Given text:

Rents are not cheep in the lakewood area, but jobs are plentyful and it is not hard to find one that pays a resonable wage.
There is a gunsmithing business one block from the school. The owner is a great guy and he hires CST students to work at his shop. If you get on at his shop he will teach you much.
If you can arrange to go to Lakewood prior to moving there and find an apartment or house to rent you will be ahead of the game.
The other great thing about CST is that after you graduate, help is only a phone call away. There are instructors there day and night.
I can not remember having so much fun at school in my life. I loved attending the school and was sorry it had to end.
One last thing. The tools supplied are included in the tuition. Ask for a list of the supplied tools and buy what you can elsewhere. You will save money and have less money to repay on your loan. The tool box is the biggest rip off. Get your own. Other than slightly high priced tools the school is a good value for your money. Good Luck- John K


July 22, 2000, 08:48 AM
I attended the Colorado School of Trades in Lakewood back in '75 just long enough to figure out that I'd never be a good gunsmith. (I can replace parts, and I can shoot 'em, but I just can't really do that "gunsmith magic.") However, the instructors at the school were excellent, with about 9,000 years of accumulated experience.
I still remember one of the stock making teachers, Dean Wentworth. He had a glass eye that never pointed in the right direction. He was a "wood wizard". It was rumored that after his parents died, he went around their house ripping out all the doors, door frames, and cabinet fronts because they were rosewood. He supposedly had enough to last a couple of lifetimes of making endcaps, forends, etc.

Entries supplied:
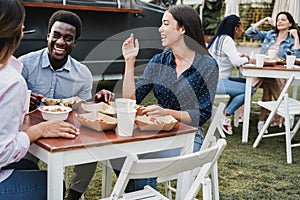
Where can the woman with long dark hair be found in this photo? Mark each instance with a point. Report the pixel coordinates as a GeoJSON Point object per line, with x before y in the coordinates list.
{"type": "Point", "coordinates": [19, 179]}
{"type": "Point", "coordinates": [284, 39]}
{"type": "Point", "coordinates": [183, 78]}
{"type": "Point", "coordinates": [223, 48]}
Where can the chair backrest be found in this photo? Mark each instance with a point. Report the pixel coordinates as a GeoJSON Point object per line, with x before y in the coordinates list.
{"type": "Point", "coordinates": [213, 127]}
{"type": "Point", "coordinates": [135, 168]}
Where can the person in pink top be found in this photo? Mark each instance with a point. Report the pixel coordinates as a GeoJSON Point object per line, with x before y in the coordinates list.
{"type": "Point", "coordinates": [15, 181]}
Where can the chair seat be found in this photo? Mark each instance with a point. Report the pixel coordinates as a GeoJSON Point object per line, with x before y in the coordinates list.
{"type": "Point", "coordinates": [294, 106]}
{"type": "Point", "coordinates": [148, 193]}
{"type": "Point", "coordinates": [286, 107]}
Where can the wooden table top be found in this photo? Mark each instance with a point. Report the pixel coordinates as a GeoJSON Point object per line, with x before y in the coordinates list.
{"type": "Point", "coordinates": [92, 138]}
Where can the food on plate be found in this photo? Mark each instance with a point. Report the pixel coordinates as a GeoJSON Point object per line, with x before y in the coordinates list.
{"type": "Point", "coordinates": [155, 123]}
{"type": "Point", "coordinates": [97, 121]}
{"type": "Point", "coordinates": [55, 112]}
{"type": "Point", "coordinates": [270, 62]}
{"type": "Point", "coordinates": [50, 102]}
{"type": "Point", "coordinates": [99, 107]}
{"type": "Point", "coordinates": [70, 102]}
{"type": "Point", "coordinates": [281, 61]}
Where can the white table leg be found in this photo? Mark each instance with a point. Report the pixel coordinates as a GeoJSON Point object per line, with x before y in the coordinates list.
{"type": "Point", "coordinates": [55, 176]}
{"type": "Point", "coordinates": [184, 181]}
{"type": "Point", "coordinates": [247, 108]}
{"type": "Point", "coordinates": [106, 179]}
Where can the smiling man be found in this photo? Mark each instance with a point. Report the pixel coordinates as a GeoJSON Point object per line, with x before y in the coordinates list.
{"type": "Point", "coordinates": [53, 73]}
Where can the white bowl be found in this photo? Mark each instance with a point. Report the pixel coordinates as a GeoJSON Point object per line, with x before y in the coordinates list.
{"type": "Point", "coordinates": [55, 112]}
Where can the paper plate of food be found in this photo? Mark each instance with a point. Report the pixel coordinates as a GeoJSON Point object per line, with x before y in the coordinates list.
{"type": "Point", "coordinates": [102, 107]}
{"type": "Point", "coordinates": [270, 62]}
{"type": "Point", "coordinates": [55, 112]}
{"type": "Point", "coordinates": [155, 123]}
{"type": "Point", "coordinates": [70, 102]}
{"type": "Point", "coordinates": [97, 121]}
{"type": "Point", "coordinates": [280, 61]}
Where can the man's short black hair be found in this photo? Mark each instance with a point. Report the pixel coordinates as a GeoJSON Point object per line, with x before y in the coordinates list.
{"type": "Point", "coordinates": [66, 17]}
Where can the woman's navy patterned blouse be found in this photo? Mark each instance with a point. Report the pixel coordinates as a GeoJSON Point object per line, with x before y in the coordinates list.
{"type": "Point", "coordinates": [193, 91]}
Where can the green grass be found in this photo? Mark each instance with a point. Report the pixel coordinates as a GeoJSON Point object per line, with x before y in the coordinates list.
{"type": "Point", "coordinates": [245, 172]}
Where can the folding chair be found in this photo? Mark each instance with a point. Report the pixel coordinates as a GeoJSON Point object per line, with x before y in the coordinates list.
{"type": "Point", "coordinates": [214, 131]}
{"type": "Point", "coordinates": [135, 168]}
{"type": "Point", "coordinates": [286, 107]}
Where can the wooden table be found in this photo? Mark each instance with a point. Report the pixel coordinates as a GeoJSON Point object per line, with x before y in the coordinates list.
{"type": "Point", "coordinates": [277, 71]}
{"type": "Point", "coordinates": [92, 146]}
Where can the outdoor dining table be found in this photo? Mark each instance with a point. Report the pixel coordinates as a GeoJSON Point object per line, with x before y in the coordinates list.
{"type": "Point", "coordinates": [249, 71]}
{"type": "Point", "coordinates": [93, 146]}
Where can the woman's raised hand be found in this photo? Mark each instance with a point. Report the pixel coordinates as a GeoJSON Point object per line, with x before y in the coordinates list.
{"type": "Point", "coordinates": [294, 33]}
{"type": "Point", "coordinates": [268, 20]}
{"type": "Point", "coordinates": [130, 48]}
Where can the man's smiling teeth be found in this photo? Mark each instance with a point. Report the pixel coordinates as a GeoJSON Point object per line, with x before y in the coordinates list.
{"type": "Point", "coordinates": [59, 49]}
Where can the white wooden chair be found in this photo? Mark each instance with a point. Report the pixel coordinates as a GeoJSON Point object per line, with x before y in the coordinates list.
{"type": "Point", "coordinates": [286, 107]}
{"type": "Point", "coordinates": [161, 168]}
{"type": "Point", "coordinates": [214, 131]}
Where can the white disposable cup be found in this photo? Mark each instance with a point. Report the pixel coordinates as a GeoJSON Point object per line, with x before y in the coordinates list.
{"type": "Point", "coordinates": [125, 121]}
{"type": "Point", "coordinates": [125, 104]}
{"type": "Point", "coordinates": [260, 59]}
{"type": "Point", "coordinates": [272, 53]}
{"type": "Point", "coordinates": [290, 61]}
{"type": "Point", "coordinates": [27, 102]}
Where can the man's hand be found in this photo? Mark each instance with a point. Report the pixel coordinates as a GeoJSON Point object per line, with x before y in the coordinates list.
{"type": "Point", "coordinates": [35, 101]}
{"type": "Point", "coordinates": [104, 96]}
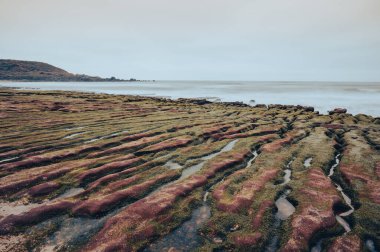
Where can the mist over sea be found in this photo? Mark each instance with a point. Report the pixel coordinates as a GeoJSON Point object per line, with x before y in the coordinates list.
{"type": "Point", "coordinates": [323, 96]}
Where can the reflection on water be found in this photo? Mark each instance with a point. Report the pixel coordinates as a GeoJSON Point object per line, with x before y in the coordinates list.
{"type": "Point", "coordinates": [324, 96]}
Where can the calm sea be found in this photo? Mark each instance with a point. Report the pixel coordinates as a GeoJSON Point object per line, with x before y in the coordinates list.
{"type": "Point", "coordinates": [323, 96]}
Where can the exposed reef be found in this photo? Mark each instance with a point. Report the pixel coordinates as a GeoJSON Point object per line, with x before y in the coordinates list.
{"type": "Point", "coordinates": [97, 172]}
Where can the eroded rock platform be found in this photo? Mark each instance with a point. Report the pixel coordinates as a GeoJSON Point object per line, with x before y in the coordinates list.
{"type": "Point", "coordinates": [96, 172]}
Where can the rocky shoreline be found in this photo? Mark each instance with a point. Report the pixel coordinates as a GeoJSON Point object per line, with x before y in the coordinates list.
{"type": "Point", "coordinates": [98, 172]}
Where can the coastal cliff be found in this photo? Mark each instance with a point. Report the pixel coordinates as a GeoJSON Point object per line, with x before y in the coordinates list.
{"type": "Point", "coordinates": [17, 70]}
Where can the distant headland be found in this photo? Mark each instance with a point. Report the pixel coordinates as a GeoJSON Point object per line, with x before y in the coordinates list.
{"type": "Point", "coordinates": [20, 70]}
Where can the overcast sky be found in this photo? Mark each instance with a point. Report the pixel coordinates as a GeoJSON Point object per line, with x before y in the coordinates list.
{"type": "Point", "coordinates": [336, 40]}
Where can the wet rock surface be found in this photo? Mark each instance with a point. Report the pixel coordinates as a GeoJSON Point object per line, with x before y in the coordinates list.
{"type": "Point", "coordinates": [96, 172]}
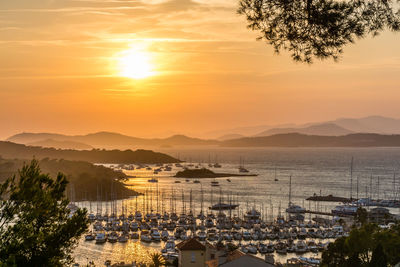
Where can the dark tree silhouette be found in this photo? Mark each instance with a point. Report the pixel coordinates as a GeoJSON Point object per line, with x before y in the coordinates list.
{"type": "Point", "coordinates": [320, 29]}
{"type": "Point", "coordinates": [36, 227]}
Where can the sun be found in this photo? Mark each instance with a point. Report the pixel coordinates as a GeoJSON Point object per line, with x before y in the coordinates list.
{"type": "Point", "coordinates": [135, 64]}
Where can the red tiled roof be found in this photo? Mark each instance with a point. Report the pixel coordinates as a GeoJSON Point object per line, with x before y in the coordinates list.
{"type": "Point", "coordinates": [191, 244]}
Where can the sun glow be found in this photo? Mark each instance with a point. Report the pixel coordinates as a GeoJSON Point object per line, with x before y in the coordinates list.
{"type": "Point", "coordinates": [135, 64]}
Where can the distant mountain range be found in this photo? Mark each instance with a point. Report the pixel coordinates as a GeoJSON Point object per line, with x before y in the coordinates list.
{"type": "Point", "coordinates": [325, 129]}
{"type": "Point", "coordinates": [104, 140]}
{"type": "Point", "coordinates": [60, 144]}
{"type": "Point", "coordinates": [342, 126]}
{"type": "Point", "coordinates": [302, 140]}
{"type": "Point", "coordinates": [382, 132]}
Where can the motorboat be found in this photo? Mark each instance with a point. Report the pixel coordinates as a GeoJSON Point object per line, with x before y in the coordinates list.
{"type": "Point", "coordinates": [101, 238]}
{"type": "Point", "coordinates": [295, 209]}
{"type": "Point", "coordinates": [223, 206]}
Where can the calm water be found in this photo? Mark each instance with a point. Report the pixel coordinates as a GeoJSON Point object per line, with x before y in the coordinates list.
{"type": "Point", "coordinates": [313, 170]}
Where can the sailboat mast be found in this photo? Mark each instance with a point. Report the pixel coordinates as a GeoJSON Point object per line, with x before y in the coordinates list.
{"type": "Point", "coordinates": [290, 190]}
{"type": "Point", "coordinates": [351, 179]}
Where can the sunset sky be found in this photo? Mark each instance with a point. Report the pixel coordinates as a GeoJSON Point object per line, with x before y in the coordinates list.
{"type": "Point", "coordinates": [157, 67]}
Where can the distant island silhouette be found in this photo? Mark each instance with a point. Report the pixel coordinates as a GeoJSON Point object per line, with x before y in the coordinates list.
{"type": "Point", "coordinates": [12, 150]}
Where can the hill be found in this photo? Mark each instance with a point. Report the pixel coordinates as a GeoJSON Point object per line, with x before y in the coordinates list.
{"type": "Point", "coordinates": [86, 181]}
{"type": "Point", "coordinates": [230, 136]}
{"type": "Point", "coordinates": [325, 129]}
{"type": "Point", "coordinates": [61, 144]}
{"type": "Point", "coordinates": [371, 124]}
{"type": "Point", "coordinates": [302, 140]}
{"type": "Point", "coordinates": [12, 150]}
{"type": "Point", "coordinates": [108, 139]}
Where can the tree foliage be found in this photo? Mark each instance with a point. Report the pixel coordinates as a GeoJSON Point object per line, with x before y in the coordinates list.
{"type": "Point", "coordinates": [157, 260]}
{"type": "Point", "coordinates": [36, 226]}
{"type": "Point", "coordinates": [318, 28]}
{"type": "Point", "coordinates": [368, 245]}
{"type": "Point", "coordinates": [86, 181]}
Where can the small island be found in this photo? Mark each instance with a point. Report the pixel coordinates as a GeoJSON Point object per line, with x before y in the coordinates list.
{"type": "Point", "coordinates": [205, 173]}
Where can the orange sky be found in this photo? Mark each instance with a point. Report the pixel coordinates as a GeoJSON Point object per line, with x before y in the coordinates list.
{"type": "Point", "coordinates": [59, 71]}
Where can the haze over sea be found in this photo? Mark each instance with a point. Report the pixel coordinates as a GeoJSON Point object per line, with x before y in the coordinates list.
{"type": "Point", "coordinates": [313, 170]}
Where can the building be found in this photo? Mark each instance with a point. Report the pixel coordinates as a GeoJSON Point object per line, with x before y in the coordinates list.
{"type": "Point", "coordinates": [193, 253]}
{"type": "Point", "coordinates": [237, 258]}
{"type": "Point", "coordinates": [379, 215]}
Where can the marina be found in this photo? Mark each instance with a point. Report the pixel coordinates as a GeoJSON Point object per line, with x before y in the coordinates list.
{"type": "Point", "coordinates": [261, 223]}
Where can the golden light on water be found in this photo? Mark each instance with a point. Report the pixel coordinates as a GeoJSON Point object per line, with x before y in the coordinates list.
{"type": "Point", "coordinates": [135, 64]}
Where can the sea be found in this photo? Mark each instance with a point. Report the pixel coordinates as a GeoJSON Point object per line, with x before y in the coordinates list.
{"type": "Point", "coordinates": [343, 172]}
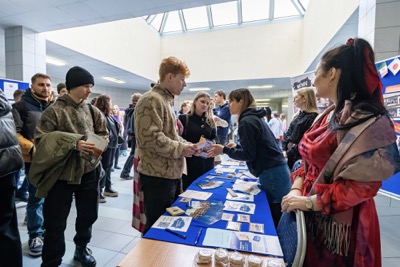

Complete the following:
1. In the text about the Colorado School of Trades, how far from the school is the gunsmithing business?
2. Pick up the text about the Colorado School of Trades after its final sentence and keep writing it.

Results for each task:
1. One block.

2.
Interestingly enough, Wayne Novak and Art Lekie (sp?) of Behlert were in attendance at the same time I was.

Tidbits: the school had a state-of-the-art alarm system which was so sensitive that it had been known to alert from stocks swinging in the breeze, or large mice running across the floor. It was said that the alarm system was better than that at the Denver mint. It was also a fact that an alarm alert from the school had a guranteed 30 second police response time, MAX. The mint was a 2 minute time.

They were very concientious about safety, too. You put on your safety glasses as soon as you walk through the door, and they didn't come off 'till you were out of the shop area.
No ammo was allowed. If you needed to test fire a gun, you went to an instructor, and he would draw ammo from a locker, and then the two of you would carry gun, ammo, and a blaze orange flag on a 3 ft. pole to the test room. He would take the brass back with him. If you needed to test feed, you would be issued dummy ammo in the appropriate cal. along with a similar flag with a "D" on it to affix to your bench while you tested.
One fellow thought he could slip by the rules and brought in some -06 ammo for testing the feed. As he closed the bolt, the gun fired, and the bullet hit the cement floor and richocheted upward and hit another student on the rim of his safety glasses. He was damn lucky, the bullet bounced off the frames, and he escaped with a bruise and a black eye.
Two instructors grabbed the offender and litteraly THREW him out of the building, informing him if he ever set foot on the property, he'd be arrested for trespass, and that he could just kiss his tools, books, etc, (about $400 worth, a damn considerable sum in '75) goodbye. He was never heard from again.

Every Thursday was trap day, when whoever wanted to could take off to the range with one of the stocks instructors and shoot trap all morning. The school also allowed every student 5 hunting days off each year.

I highly recommend CST. You may be able to find an equal elsewhere, but you won't be able to find better. I'll be so bold as to state that the only way you'll learn the art of gunsmithing better than you could at CST would be to spend years apprenticing under a master gunsmith.

Shoot straight & make big holes, regards, Richard at The Shottist's Center (http://forums.delphi.com/m/main.asp?sigdir=45acp45lc)

July 23, 2000, 12:36 PM
11xray, there is also a good school in north carolina.... Montgomery college i think,it's a regular school so there should be student assistance. There was a write up in one of the gun rags a couple of years ago, and it was mentioned as one of the better schools even though it is not so well known.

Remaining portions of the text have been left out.